Which lines in the records below contain the string "positive"? Pull out each of them in full.

EXTRACTED MATERIAL:
=== Section Start ===

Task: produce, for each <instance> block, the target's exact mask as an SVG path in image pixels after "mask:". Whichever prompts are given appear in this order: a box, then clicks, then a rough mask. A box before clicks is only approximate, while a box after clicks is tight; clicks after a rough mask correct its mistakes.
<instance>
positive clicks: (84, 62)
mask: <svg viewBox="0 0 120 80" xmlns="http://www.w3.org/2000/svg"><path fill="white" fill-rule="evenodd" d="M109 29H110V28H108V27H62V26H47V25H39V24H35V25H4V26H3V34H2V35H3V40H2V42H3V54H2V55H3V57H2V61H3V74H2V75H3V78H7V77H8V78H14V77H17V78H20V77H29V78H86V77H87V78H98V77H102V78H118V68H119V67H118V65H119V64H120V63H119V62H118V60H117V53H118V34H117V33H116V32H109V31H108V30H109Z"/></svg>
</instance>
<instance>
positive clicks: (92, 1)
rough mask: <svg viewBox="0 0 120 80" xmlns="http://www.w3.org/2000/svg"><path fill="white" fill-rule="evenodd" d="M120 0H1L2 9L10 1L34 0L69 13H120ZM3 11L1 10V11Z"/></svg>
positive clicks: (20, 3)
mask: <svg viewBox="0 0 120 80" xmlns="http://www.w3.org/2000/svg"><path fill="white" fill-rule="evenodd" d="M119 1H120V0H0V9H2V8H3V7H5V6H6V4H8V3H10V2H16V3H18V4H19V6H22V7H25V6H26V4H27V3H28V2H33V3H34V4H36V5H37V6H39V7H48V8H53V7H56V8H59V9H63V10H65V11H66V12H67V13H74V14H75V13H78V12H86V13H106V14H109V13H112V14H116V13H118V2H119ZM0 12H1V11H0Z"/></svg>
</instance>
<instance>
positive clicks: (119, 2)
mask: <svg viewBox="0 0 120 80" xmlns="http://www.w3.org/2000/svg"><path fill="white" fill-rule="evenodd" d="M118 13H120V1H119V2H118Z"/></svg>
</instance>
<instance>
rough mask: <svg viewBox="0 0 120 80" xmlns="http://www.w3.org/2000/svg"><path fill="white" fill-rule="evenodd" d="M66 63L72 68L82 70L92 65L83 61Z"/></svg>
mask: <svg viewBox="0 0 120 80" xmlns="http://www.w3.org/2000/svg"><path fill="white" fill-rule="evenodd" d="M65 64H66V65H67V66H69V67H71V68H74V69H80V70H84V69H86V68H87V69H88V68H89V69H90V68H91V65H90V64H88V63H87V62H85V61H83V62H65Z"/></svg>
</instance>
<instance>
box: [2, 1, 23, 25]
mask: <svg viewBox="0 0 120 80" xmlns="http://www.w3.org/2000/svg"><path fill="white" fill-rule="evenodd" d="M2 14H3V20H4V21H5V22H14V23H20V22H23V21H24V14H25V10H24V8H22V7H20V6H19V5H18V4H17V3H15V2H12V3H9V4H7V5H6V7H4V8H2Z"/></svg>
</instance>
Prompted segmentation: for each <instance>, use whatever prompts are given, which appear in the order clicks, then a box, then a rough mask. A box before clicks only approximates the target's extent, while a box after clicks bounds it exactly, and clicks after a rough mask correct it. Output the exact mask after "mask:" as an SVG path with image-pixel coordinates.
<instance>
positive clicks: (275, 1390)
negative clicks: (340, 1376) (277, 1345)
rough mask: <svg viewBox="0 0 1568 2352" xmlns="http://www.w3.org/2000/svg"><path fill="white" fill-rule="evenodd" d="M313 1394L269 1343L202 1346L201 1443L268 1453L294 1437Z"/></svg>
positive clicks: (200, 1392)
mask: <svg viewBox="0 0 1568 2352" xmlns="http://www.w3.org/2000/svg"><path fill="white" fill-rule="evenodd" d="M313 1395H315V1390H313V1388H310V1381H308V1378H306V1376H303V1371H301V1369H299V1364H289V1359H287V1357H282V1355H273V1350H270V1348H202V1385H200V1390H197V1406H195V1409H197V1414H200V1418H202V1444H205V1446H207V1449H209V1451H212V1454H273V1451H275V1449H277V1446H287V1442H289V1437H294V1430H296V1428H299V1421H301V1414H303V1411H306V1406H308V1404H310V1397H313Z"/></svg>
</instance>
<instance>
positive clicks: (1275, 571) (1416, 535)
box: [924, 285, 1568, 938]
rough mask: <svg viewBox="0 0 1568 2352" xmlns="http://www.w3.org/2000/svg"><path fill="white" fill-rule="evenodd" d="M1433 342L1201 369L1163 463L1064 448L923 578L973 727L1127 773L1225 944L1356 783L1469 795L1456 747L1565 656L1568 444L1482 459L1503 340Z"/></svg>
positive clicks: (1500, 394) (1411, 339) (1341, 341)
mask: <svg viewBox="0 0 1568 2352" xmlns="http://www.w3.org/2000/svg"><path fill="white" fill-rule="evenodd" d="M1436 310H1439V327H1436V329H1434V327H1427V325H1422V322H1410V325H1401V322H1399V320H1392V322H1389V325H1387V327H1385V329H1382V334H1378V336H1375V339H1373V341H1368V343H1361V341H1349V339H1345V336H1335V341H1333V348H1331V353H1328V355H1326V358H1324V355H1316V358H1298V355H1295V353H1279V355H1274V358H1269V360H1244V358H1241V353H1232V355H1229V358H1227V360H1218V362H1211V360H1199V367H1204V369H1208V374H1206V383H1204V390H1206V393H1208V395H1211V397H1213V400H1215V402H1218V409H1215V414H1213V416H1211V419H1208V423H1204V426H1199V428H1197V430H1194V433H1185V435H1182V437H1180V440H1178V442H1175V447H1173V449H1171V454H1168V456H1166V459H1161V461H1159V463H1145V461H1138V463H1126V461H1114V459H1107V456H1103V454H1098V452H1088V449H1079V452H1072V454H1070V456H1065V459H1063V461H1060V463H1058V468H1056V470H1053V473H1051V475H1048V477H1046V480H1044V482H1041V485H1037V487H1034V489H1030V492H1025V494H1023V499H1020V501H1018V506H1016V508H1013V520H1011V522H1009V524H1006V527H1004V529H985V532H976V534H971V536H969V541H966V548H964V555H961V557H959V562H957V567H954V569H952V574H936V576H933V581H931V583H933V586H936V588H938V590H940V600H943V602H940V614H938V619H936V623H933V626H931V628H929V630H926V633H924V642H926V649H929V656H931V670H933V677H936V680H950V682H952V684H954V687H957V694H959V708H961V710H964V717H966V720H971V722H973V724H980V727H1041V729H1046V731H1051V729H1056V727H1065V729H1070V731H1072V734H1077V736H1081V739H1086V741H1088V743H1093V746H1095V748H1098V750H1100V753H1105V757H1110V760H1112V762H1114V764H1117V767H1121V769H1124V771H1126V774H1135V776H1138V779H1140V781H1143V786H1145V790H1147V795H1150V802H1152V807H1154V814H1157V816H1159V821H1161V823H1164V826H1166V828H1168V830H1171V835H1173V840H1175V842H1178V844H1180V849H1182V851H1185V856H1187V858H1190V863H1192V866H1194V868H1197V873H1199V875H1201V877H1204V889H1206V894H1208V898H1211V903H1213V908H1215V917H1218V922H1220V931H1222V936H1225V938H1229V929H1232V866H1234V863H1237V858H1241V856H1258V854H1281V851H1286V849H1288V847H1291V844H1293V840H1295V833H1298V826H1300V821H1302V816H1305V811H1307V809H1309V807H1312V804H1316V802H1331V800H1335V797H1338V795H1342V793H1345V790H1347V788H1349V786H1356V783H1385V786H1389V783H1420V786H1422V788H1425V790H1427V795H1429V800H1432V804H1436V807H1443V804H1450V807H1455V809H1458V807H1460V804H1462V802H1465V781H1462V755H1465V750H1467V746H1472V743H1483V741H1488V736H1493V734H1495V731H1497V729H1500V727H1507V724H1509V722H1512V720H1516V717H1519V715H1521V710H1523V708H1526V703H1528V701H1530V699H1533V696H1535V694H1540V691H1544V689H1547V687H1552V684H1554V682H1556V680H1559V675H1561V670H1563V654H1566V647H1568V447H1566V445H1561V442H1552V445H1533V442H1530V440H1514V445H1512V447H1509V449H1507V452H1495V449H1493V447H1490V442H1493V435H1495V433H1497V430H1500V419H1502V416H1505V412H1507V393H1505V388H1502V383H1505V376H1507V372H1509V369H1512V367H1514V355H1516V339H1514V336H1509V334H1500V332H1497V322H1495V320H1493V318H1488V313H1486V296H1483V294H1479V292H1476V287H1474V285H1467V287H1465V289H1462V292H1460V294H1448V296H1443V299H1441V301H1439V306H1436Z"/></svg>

=== Section End ===

TASK RESPONSE:
positive clicks: (84, 62)
positive clicks: (92, 1)
positive clicks: (20, 3)
positive clicks: (119, 2)
positive clicks: (275, 1390)
positive clicks: (200, 1392)
positive clicks: (1275, 571) (1416, 535)
positive clicks: (1500, 394) (1411, 339) (1341, 341)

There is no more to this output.